▶ **Source extract**
Dr. Robert A. Pastor

Director
Center for North American Studies
American University

 

bio

Dr. Robert A. Pastor is director of the Center for North American Studies (CNAS), Vice President of International Affairs and Professor of International Relations at American University (AU) in Washington, D.C. Dr. Pastor is responsible for providing direction for AU's expanding international programs and activities, including the establishment of ABTI-American University of Nigeria. In addition, he directs the Centers for Democracy and Election Management (CDEM) and for North American Studies (CNAS), drawing together teaching, research and service on key global themes for the 21st century: democracy and integration. The Center for North American Studies educates and conducts research about Canada, Mexico, and the United States with the aim of understanding and building a North American Community.

Dr. Pastor has combined a career of scholarship, teaching and public policy in government and in non-governmental organizations. From 1985 until coming to AU in 2002, Dr. Pastor was rofessor of political science at Emory University and fellow and founding director of the Carter Center's Latin American and Caribbean Program and the Democracy Project, where he developed the center’s election-monitoring efforts. At the Carter Center, he founded and served as the executive secretary of the Council of Freely-Elected Heads of Government, a group of 32 leaders of the Americas, chaired by former U.S. President Jimmy Carter. He was the director of Latin American and Caribbean affairs on the National Security Council from 1977-81, was nominated by President Clinton to be ambassador to Panama in 1993 and was the senior advisor to the Carter-Nunn-Powell mission to Haiti that negotiated a peaceful restoration of constitutional government in 1994.

▶ **Data extract**
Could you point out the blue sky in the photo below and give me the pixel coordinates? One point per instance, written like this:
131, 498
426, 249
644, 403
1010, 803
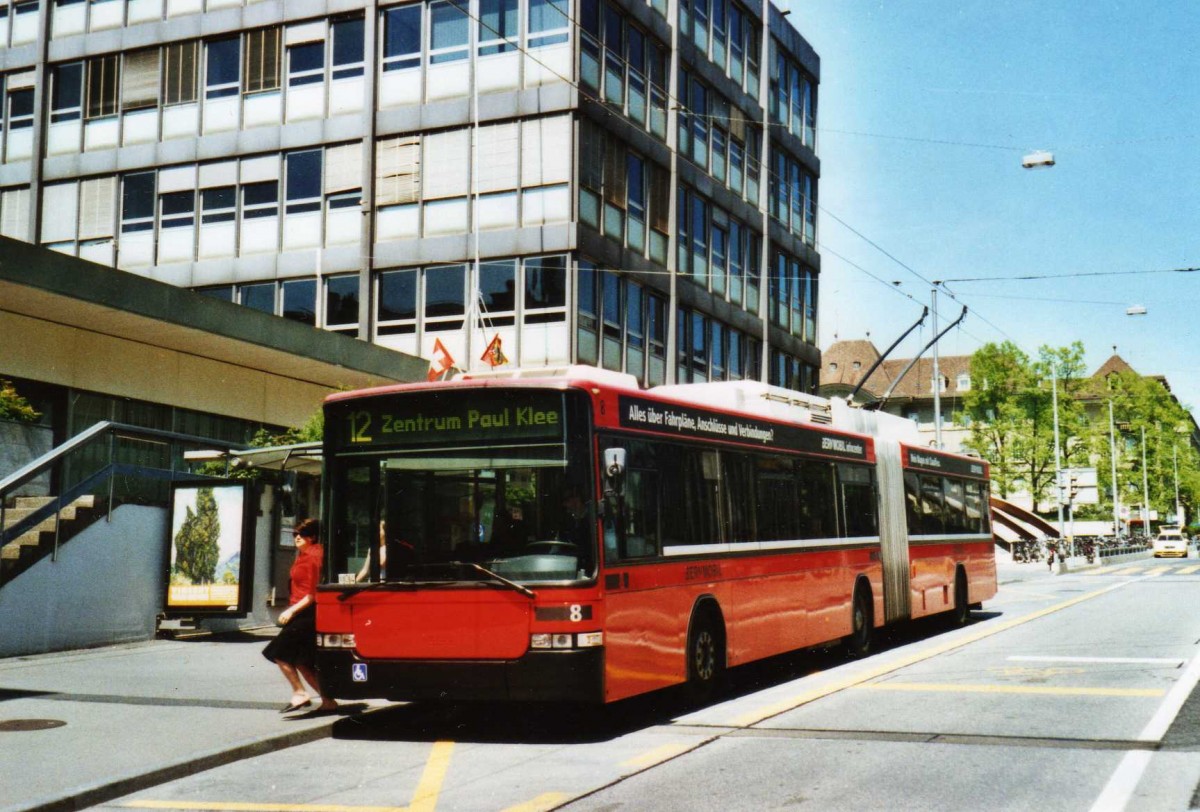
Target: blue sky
925, 110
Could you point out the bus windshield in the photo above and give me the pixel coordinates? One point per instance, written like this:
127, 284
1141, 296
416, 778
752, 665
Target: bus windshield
450, 509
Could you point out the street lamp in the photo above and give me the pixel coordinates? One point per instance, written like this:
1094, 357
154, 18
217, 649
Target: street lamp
1145, 487
1057, 459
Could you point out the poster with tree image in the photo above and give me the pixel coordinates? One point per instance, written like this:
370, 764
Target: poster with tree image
207, 541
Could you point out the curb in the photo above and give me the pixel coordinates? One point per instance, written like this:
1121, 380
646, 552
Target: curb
100, 793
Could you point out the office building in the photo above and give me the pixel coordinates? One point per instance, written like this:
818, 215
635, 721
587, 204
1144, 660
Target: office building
516, 182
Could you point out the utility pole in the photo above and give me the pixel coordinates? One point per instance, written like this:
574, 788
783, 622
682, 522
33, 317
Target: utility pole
1145, 487
1057, 456
1116, 491
937, 380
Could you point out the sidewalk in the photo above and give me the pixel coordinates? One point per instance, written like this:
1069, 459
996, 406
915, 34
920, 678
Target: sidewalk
81, 727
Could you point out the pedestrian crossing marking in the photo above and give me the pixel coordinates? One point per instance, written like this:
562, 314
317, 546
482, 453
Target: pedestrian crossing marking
1062, 691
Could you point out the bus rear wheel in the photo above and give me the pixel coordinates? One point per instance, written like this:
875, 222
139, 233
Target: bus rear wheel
706, 656
961, 612
858, 643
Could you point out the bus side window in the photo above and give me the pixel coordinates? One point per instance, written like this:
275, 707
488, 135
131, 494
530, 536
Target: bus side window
816, 498
857, 499
973, 503
912, 503
739, 497
955, 509
779, 512
933, 509
641, 515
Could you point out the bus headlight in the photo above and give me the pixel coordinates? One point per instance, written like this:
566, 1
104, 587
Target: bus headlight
567, 641
335, 641
589, 639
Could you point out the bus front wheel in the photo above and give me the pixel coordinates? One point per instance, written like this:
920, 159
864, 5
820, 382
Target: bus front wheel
706, 656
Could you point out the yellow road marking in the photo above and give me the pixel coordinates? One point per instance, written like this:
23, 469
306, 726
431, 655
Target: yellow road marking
257, 807
540, 804
425, 799
792, 703
659, 755
1061, 691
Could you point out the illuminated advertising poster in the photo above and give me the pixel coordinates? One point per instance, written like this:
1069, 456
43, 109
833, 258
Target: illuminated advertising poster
207, 548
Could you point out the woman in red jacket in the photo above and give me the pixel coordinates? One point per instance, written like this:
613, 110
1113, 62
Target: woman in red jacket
294, 649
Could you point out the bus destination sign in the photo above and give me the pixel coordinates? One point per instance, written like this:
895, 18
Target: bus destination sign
924, 459
439, 419
688, 421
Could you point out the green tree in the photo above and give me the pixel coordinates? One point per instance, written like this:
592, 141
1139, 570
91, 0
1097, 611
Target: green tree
1000, 373
197, 548
1143, 407
15, 407
1012, 414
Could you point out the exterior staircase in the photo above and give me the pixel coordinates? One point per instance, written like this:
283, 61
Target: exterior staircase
41, 540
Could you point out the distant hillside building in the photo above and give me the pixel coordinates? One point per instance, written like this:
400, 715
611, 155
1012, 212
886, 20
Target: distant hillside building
845, 362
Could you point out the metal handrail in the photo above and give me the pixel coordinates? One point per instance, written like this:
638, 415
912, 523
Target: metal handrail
48, 459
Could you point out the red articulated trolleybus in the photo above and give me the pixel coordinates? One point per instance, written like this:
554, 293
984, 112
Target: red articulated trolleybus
577, 539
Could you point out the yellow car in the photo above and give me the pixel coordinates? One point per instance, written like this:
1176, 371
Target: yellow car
1170, 542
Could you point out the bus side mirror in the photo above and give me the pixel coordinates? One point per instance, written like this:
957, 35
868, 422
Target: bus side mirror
615, 464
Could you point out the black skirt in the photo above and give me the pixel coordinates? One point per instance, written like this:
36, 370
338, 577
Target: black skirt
297, 642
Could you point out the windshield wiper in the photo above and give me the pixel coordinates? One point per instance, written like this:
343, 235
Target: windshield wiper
498, 578
375, 584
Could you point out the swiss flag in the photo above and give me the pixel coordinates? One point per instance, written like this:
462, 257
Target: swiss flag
493, 355
439, 362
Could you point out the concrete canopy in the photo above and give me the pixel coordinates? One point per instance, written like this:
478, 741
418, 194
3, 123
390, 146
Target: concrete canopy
73, 323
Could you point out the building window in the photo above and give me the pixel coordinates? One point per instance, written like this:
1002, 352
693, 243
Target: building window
303, 181
545, 289
137, 202
445, 296
306, 64
498, 26
221, 67
263, 55
139, 80
342, 304
402, 37
66, 92
300, 300
259, 296
102, 84
549, 22
449, 31
178, 210
396, 302
217, 205
348, 47
180, 62
497, 293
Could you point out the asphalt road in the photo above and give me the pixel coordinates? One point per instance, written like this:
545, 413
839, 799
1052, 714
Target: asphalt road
1067, 692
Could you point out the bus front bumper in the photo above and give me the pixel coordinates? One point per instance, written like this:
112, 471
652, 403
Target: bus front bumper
556, 675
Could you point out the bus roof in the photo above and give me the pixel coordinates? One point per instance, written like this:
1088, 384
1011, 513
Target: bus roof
745, 397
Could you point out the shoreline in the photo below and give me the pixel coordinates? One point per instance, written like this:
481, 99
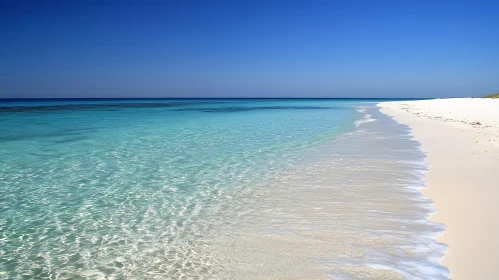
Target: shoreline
461, 140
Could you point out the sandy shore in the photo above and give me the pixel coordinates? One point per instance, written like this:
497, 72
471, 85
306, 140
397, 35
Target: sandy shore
461, 138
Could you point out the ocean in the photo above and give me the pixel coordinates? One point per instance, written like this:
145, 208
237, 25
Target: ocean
212, 189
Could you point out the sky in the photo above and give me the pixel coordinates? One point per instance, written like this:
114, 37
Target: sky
274, 48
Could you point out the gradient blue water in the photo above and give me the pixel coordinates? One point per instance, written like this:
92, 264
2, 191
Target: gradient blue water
136, 188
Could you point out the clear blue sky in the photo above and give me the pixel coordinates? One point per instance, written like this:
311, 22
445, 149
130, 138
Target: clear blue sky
275, 48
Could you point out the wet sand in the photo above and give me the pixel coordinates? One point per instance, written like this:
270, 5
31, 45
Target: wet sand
461, 139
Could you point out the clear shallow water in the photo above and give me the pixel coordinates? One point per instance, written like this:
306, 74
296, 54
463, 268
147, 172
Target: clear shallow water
211, 189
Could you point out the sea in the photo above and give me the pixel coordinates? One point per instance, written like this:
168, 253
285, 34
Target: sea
212, 189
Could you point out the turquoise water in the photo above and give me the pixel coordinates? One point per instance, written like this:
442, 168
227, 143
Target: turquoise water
145, 189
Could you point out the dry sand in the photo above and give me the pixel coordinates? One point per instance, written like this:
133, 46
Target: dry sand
463, 180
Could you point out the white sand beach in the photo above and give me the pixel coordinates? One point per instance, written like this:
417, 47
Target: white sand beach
461, 139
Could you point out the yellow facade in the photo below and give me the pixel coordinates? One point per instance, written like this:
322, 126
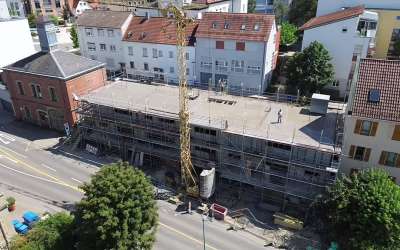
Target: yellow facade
388, 20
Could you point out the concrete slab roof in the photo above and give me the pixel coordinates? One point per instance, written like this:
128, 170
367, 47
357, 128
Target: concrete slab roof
251, 116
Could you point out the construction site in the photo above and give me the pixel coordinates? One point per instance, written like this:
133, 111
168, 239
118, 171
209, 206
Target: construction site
259, 162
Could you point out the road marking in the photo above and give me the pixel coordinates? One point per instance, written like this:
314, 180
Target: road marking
42, 173
23, 156
186, 236
76, 180
52, 169
30, 175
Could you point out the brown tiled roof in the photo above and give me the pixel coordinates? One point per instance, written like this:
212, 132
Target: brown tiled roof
235, 22
382, 75
333, 17
103, 18
160, 30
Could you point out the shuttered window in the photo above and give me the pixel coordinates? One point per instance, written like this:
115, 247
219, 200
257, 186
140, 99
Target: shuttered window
396, 133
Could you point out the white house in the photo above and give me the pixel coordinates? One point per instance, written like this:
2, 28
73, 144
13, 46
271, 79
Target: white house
15, 34
100, 34
372, 121
346, 34
237, 51
150, 50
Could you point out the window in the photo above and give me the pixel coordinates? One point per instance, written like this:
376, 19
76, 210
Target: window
91, 46
396, 133
374, 95
240, 46
253, 70
367, 128
20, 88
36, 91
219, 44
53, 95
359, 153
237, 66
390, 159
89, 31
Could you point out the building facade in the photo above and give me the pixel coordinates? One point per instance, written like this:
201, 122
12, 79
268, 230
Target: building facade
150, 50
388, 29
100, 36
346, 34
236, 52
372, 121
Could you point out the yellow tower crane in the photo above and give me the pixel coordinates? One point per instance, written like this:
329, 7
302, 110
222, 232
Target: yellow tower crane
188, 174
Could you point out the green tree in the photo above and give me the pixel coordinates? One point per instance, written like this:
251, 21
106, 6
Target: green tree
363, 211
310, 70
288, 34
118, 210
251, 6
301, 11
74, 37
54, 233
32, 20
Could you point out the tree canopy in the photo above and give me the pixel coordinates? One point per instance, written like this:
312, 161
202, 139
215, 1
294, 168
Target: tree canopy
310, 70
301, 11
118, 210
363, 211
54, 233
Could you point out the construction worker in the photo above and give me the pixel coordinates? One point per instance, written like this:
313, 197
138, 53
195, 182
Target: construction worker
280, 113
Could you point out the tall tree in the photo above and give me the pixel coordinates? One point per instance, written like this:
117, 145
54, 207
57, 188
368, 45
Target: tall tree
74, 37
118, 210
251, 6
301, 11
310, 70
363, 211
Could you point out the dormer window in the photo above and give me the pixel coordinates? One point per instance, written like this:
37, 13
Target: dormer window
257, 27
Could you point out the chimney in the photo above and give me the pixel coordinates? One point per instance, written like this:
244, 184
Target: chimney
47, 34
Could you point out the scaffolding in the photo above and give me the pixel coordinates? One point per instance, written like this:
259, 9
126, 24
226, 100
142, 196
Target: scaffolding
284, 173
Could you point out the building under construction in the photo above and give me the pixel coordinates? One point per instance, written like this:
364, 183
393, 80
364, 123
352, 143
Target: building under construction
284, 164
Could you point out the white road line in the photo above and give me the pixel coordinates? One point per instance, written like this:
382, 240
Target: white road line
52, 169
33, 176
76, 180
19, 154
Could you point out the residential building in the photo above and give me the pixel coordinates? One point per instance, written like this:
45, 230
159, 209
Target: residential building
236, 52
372, 121
281, 165
12, 39
150, 50
100, 34
267, 6
47, 7
388, 29
44, 87
346, 34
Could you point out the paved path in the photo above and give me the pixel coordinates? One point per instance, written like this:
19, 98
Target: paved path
54, 179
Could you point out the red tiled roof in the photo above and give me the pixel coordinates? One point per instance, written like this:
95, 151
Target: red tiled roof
160, 30
236, 21
333, 17
382, 75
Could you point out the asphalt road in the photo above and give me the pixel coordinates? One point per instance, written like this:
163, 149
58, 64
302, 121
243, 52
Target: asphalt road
55, 179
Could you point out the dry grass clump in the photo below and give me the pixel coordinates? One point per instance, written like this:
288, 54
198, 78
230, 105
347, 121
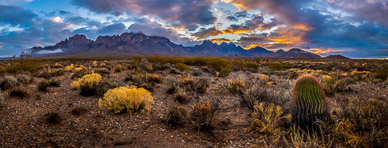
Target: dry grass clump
267, 122
126, 99
2, 98
53, 118
8, 82
137, 58
236, 86
90, 84
181, 97
24, 78
19, 92
118, 68
382, 74
202, 114
176, 116
153, 78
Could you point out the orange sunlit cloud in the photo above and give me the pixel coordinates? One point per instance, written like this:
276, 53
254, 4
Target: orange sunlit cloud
219, 40
303, 27
289, 36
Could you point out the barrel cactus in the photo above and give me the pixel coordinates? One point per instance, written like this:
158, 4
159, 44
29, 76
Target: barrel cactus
308, 102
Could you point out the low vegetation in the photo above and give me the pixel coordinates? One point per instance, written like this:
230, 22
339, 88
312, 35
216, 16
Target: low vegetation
193, 102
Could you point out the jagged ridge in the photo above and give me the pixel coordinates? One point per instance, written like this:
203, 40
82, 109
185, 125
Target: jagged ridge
138, 43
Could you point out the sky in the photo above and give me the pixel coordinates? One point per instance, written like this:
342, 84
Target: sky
353, 28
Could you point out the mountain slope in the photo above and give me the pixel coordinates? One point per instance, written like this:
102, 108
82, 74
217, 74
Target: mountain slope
138, 43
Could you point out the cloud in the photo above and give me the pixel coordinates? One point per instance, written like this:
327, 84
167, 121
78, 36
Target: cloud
112, 29
154, 29
286, 10
256, 23
15, 16
175, 12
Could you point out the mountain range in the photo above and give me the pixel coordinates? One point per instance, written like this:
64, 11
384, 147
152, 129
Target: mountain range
138, 43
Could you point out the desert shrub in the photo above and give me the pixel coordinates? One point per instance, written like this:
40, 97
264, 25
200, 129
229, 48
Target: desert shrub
18, 92
137, 58
69, 67
90, 84
196, 72
75, 85
24, 79
238, 65
202, 114
126, 99
176, 116
363, 123
102, 71
252, 66
297, 137
267, 122
2, 99
187, 82
57, 65
181, 97
382, 74
43, 85
236, 86
77, 111
54, 83
153, 78
8, 82
118, 68
200, 86
172, 84
79, 72
52, 117
276, 66
220, 65
182, 67
308, 102
334, 85
264, 77
21, 65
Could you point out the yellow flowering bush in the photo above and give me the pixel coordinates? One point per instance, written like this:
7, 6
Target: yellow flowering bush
126, 99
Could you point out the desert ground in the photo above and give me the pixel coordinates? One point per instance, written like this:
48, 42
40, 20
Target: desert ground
188, 102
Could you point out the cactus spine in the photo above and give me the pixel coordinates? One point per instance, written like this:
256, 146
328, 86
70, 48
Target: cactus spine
308, 102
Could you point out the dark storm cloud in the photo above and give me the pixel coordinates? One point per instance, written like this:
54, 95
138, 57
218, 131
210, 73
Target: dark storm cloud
112, 29
153, 29
256, 23
176, 12
15, 15
232, 18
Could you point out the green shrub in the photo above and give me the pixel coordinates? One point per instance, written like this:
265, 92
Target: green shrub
90, 84
126, 99
8, 82
177, 115
202, 114
308, 102
236, 86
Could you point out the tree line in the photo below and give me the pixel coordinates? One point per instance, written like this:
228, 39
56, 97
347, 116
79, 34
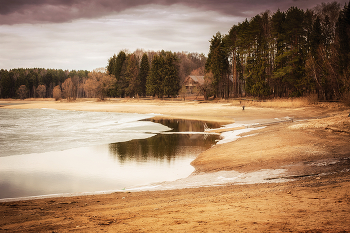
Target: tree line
284, 54
152, 73
134, 74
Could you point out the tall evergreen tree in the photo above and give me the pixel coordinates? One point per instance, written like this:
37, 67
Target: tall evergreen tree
144, 70
217, 63
155, 78
171, 82
132, 81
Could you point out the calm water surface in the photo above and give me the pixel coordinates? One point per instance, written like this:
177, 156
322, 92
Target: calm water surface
47, 151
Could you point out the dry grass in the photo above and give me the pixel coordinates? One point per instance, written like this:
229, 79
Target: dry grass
282, 102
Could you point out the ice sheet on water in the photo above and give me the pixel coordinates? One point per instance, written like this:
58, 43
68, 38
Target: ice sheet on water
24, 131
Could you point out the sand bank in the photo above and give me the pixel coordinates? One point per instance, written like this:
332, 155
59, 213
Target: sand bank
316, 154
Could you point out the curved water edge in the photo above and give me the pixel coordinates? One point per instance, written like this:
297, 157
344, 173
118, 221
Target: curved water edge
77, 156
81, 149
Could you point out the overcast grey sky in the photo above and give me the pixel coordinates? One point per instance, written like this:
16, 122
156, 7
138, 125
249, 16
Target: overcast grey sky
84, 34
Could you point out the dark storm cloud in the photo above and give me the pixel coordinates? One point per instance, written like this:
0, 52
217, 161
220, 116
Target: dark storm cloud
57, 11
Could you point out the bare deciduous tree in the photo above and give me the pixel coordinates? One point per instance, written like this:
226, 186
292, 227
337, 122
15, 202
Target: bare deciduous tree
68, 89
22, 92
41, 91
57, 92
99, 84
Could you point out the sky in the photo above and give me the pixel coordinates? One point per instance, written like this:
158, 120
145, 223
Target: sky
84, 34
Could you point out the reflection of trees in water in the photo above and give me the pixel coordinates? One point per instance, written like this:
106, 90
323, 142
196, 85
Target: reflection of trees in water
165, 146
179, 125
160, 147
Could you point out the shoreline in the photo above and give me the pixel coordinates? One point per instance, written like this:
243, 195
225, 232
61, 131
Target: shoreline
316, 153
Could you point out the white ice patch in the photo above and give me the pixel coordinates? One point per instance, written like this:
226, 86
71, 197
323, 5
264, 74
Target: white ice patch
218, 178
230, 136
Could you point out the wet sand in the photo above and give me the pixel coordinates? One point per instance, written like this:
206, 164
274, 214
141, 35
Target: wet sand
315, 153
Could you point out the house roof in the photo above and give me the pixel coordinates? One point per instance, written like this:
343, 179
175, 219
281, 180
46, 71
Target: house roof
197, 79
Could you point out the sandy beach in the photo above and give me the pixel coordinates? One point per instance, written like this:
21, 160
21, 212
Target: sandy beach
312, 196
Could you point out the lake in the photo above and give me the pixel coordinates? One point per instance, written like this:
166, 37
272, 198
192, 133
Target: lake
47, 152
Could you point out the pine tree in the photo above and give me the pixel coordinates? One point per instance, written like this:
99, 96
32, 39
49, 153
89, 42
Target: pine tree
144, 70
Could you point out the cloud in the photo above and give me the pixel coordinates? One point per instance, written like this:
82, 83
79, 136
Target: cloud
58, 11
88, 43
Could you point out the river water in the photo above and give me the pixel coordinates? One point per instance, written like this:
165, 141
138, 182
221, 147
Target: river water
46, 151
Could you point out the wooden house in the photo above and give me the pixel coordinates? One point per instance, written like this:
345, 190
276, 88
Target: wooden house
193, 83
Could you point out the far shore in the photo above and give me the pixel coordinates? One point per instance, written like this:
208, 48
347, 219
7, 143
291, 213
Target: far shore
314, 148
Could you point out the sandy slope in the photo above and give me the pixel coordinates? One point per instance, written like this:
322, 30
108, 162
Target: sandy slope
316, 154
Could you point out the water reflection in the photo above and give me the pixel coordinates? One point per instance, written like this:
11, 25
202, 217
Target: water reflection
161, 147
163, 157
166, 146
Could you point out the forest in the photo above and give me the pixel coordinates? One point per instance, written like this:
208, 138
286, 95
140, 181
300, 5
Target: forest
281, 54
127, 74
284, 54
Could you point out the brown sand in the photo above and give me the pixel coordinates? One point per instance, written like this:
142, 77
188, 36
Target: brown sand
315, 152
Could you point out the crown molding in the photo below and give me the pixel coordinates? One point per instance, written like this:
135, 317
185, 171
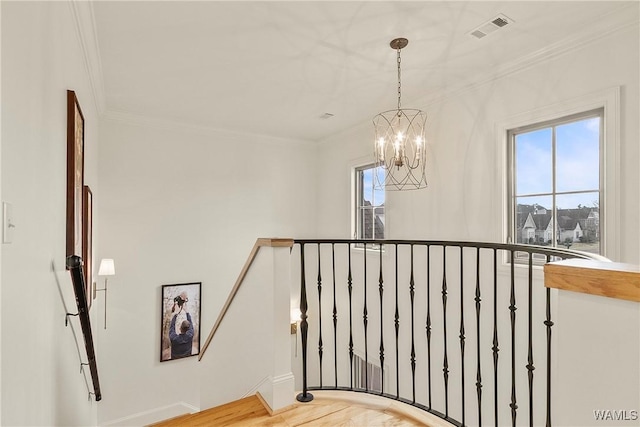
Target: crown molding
622, 19
84, 19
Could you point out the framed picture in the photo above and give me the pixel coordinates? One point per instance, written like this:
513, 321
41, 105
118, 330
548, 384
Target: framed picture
75, 174
87, 241
180, 321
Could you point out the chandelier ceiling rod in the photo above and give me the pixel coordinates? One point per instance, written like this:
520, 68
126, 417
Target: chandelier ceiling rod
399, 141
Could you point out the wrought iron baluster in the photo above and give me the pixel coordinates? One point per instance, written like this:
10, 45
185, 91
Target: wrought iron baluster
320, 351
428, 327
462, 336
305, 396
350, 289
335, 315
477, 300
495, 348
512, 314
548, 323
397, 326
381, 291
530, 366
365, 321
413, 346
445, 363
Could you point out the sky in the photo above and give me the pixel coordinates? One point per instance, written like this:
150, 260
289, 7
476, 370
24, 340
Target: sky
577, 164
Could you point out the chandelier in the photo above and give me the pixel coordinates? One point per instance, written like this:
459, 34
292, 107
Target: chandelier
400, 143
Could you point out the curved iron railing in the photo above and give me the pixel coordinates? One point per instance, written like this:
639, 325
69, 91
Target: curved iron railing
433, 318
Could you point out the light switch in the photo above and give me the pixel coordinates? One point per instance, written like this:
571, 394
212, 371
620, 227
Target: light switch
7, 222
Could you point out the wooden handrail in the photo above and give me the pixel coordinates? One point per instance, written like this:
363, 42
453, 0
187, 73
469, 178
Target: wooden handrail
74, 265
607, 279
273, 243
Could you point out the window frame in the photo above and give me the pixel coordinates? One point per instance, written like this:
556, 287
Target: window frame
609, 99
512, 195
357, 181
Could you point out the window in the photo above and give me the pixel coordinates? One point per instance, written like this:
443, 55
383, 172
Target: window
555, 184
369, 204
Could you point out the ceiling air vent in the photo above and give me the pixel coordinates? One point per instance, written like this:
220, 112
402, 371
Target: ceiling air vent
489, 27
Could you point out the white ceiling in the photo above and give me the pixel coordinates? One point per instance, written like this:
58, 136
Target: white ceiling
275, 68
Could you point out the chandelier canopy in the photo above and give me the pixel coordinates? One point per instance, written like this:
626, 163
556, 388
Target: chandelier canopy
400, 142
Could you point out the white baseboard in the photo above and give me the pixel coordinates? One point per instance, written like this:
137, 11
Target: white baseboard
153, 415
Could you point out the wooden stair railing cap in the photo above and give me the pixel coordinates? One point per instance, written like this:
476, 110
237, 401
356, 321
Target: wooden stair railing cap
608, 279
274, 242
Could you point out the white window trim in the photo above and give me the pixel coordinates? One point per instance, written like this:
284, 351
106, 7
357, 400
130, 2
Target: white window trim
608, 99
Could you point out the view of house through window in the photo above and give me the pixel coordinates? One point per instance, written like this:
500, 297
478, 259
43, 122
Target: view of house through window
555, 185
369, 204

▶ **Stated task**
Reproduce verbatim everything in the Robert A. Pastor biography above from "Dr. Robert A. Pastor is" down to "North American Community.".

▶ **Solved exercise**
Dr. Robert A. Pastor is director of the Center for North American Studies (CNAS), Vice President of International Affairs and Professor of International Relations at American University (AU) in Washington, D.C. Dr. Pastor is responsible for providing direction for AU's expanding international programs and activities, including the establishment of ABTI-American University of Nigeria. In addition, he directs the Centers for Democracy and Election Management (CDEM) and for North American Studies (CNAS), drawing together teaching, research and service on key global themes for the 21st century: democracy and integration. The Center for North American Studies educates and conducts research about Canada, Mexico, and the United States with the aim of understanding and building a North American Community.